__TASK DETAILS__
List every source cited in parentheses in the microglia introduction below, in the order each first appears.

(SOURCE PASSAGE)

Keywords: microglia, serotonin, hippocampus, BDNF, fluoxetine, neuroinflammation

Introduction

In the adult brain, microglia are the resident macrophages and, as such, a unique cell population interacting with neurons, astrocytes, oligodendrocytes, and the various signaling molecules. Characterized by Iba-1 and CD11b immunoreactivity (expressed in resting and activated cells; Franco and Fernández-Suárez, 2015), microglia exhibit a diverse, dynamic morphology that allows a quick response to changes in the environment. Under physiological conditions, highly branched microglial cells constantly sense the environment to maintain homeostasis, modulate synapse maturation and connectivity, and regulate neuronal activity (Kettenmann et al., 2011). In the hippocampus, in particular, microglia display a vigilant phenotype (Grabert et al., 2016); they take part in learning-dependent synaptic plasticity and neural network excitability, and release of growth factors and neurotrophins, e.g., brain-derived neurotrophic factor (BDNF) (Parkhurst et al., 2013), involved in memory formation. As part of the limbic system, the hippocampus plays a central role in learning, especially in the encoding and retrieval of episodic and spatial memories (Buzsaki and Moser, 2013). Importantly, microglia contribute to the lifelong generation of new neurons in the hippocampus. Set in the dentate gyrus, neural stem cells (NSCs) retain fate plasticity and respond to a variety of local cues and extrinsic stimuli that foster a neuronal fate. Most of the newly generated cells die before maturation into granule neurons (Dayer et al., 2003) as a strategy balancing cell proliferation vs. cell death. In their role in phagocytosis of damaged cells and debris, recent studies attribute non-activated microglia to the control over the neuronal cell pool by removal of apoptotic progenitor cells (Sierra et al., 2010).

(End SOURCE PASSAGE)
(SOURCE DATA)

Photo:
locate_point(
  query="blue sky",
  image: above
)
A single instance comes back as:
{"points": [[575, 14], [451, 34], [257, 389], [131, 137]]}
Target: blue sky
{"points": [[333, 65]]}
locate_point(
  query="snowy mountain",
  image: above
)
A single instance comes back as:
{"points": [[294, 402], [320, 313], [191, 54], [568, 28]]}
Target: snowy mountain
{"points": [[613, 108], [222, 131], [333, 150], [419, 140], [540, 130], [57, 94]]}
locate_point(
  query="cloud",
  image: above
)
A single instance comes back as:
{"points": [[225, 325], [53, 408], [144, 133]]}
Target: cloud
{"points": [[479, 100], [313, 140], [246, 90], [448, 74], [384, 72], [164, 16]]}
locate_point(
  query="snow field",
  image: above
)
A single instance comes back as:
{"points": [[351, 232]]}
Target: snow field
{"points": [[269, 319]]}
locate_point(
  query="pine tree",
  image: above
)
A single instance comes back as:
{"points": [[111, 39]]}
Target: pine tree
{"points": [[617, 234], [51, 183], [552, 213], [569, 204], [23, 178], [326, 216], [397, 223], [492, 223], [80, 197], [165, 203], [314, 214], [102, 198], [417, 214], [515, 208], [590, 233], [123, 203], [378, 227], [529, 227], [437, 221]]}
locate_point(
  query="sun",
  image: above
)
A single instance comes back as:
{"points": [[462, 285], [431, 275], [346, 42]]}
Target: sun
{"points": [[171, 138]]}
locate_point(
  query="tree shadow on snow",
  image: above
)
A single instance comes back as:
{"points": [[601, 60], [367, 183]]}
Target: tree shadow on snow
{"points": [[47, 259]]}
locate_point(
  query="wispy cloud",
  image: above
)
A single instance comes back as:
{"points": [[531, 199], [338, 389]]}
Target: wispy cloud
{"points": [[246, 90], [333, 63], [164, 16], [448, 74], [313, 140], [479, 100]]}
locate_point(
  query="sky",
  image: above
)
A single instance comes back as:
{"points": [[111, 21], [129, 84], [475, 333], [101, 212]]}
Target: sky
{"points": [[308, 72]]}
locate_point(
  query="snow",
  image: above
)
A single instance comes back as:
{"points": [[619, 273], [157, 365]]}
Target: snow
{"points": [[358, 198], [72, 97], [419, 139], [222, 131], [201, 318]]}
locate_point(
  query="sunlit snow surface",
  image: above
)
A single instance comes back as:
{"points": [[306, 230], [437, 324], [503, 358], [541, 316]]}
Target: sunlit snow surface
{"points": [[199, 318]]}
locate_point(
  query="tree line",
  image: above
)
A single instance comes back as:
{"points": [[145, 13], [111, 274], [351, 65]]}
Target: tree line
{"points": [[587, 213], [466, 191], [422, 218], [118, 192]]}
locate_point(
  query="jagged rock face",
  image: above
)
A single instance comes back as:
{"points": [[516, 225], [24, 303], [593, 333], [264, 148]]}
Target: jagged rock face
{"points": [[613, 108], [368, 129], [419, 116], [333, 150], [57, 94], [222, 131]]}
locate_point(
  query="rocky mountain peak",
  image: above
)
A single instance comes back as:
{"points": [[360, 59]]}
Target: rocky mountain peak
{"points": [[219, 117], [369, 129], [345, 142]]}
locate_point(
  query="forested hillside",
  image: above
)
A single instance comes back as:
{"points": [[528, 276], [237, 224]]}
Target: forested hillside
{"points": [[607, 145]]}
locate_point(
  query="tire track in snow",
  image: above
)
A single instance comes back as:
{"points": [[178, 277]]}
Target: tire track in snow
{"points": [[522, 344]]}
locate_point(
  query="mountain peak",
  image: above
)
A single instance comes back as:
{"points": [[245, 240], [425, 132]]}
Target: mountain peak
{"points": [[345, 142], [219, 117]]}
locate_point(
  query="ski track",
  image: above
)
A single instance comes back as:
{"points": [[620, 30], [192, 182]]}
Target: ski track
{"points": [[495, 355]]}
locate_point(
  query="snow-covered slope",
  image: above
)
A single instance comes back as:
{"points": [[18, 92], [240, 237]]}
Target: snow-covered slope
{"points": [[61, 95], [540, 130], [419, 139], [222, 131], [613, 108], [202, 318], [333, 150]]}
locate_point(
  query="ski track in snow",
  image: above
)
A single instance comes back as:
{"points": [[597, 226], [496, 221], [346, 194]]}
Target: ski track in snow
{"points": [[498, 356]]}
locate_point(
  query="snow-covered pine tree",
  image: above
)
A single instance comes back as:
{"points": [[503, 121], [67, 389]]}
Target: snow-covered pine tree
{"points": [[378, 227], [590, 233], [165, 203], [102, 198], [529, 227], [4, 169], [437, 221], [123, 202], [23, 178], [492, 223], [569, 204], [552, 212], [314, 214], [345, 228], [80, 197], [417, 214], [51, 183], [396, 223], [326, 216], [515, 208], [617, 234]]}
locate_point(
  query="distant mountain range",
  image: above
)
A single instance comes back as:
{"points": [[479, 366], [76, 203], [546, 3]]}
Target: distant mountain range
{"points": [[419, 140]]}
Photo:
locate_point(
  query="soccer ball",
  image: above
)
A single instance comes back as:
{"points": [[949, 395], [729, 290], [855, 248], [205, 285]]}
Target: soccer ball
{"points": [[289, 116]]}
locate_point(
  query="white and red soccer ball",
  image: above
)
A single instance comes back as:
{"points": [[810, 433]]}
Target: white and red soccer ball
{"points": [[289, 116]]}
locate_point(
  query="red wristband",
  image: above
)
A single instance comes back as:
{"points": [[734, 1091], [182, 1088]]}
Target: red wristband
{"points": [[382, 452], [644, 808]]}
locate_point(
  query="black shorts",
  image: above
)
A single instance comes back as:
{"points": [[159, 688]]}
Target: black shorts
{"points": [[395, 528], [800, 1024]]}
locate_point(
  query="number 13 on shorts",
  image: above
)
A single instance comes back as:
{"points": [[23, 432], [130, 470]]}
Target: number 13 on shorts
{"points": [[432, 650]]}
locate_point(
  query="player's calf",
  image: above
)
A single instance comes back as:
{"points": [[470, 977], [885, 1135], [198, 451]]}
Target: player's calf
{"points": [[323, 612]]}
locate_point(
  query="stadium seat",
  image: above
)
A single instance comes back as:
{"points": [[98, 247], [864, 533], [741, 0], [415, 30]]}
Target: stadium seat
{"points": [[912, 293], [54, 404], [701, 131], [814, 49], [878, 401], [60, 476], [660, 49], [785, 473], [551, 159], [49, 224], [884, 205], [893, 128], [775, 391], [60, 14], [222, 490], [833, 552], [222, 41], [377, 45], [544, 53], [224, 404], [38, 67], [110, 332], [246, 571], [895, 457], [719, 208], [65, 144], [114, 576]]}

(End SOURCE DATA)

__SOLUTION TO THIS TASK__
Franco and Fernández-Suárez, 2015
Kettenmann et al., 2011
Grabert et al., 2016
Parkhurst et al., 2013
Buzsaki and Moser, 2013
Dayer et al., 2003
Sierra et al., 2010